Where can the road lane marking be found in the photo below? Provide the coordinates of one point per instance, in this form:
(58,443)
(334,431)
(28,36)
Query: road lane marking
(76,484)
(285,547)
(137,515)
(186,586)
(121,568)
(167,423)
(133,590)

- - -

### Your goal
Print every line of the listing exactly.

### Exercise response
Where can the road lane marking be found in the photo below? Provide the coordinates of one point per instance, in this form:
(58,443)
(334,431)
(28,36)
Query: road lane marking
(76,484)
(285,547)
(137,515)
(186,586)
(121,568)
(167,423)
(133,590)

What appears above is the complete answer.